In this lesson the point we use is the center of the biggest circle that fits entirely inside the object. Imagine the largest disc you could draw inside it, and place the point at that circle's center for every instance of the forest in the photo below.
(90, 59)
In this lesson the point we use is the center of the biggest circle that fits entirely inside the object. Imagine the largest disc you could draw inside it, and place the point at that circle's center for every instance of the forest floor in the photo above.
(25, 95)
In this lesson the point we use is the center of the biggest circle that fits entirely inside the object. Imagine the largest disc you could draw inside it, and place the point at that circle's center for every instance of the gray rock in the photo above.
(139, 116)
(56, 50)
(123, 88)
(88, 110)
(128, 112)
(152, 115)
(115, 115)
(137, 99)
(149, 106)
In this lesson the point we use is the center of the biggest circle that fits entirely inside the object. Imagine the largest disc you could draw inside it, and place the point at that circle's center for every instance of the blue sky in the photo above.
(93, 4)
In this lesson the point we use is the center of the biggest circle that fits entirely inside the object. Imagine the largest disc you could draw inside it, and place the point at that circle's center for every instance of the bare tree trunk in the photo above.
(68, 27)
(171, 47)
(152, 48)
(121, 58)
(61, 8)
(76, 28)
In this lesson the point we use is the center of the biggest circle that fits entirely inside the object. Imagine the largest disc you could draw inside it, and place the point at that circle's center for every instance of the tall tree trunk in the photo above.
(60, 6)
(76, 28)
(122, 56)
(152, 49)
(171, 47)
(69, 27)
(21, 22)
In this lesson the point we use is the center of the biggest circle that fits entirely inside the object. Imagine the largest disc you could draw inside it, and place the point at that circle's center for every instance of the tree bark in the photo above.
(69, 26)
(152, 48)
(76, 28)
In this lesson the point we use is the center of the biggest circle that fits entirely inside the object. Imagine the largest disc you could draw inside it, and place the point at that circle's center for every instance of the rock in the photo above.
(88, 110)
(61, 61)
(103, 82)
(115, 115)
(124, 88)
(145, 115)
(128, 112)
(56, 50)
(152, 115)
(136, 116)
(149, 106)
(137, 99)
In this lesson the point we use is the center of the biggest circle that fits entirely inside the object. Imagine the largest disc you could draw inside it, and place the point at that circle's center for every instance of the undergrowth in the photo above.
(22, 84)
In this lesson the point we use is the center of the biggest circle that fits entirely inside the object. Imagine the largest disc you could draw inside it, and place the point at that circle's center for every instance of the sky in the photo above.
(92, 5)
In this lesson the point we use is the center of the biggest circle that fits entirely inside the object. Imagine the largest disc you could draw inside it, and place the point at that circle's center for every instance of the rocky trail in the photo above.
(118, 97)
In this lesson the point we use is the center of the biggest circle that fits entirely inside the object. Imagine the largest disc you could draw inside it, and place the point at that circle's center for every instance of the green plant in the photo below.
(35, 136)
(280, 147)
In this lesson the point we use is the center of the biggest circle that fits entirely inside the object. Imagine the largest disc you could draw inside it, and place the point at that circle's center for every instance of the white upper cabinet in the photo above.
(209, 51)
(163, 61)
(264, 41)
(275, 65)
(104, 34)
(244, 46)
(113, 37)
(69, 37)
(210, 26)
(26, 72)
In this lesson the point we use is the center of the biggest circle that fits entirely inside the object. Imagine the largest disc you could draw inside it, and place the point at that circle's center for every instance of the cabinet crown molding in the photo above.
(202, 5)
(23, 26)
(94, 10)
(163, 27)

## TASK DESCRIPTION
Transcribe only the trailing portion of the entries above: the line that contains "cabinet in the photo above." and each line after it.

## RESULT OF THIS EXERCISE
In this lesson the point we use is the center of the biggest circle that fits entirely inside the object. Imagine the largest disc you could draw inside it, and place the point at that circle's center for every instance of the white upper cabinet in the photo above.
(209, 51)
(163, 61)
(264, 41)
(275, 65)
(104, 34)
(244, 46)
(113, 37)
(69, 37)
(210, 26)
(26, 72)
In this lesson the point we use is the center of the biggest circle that fits entirely inside the object. Imagine the largest disc you could draw inside it, and place the point at that circle's center for every instance of the cabinet crown molding in the photo above.
(202, 5)
(23, 26)
(94, 10)
(163, 27)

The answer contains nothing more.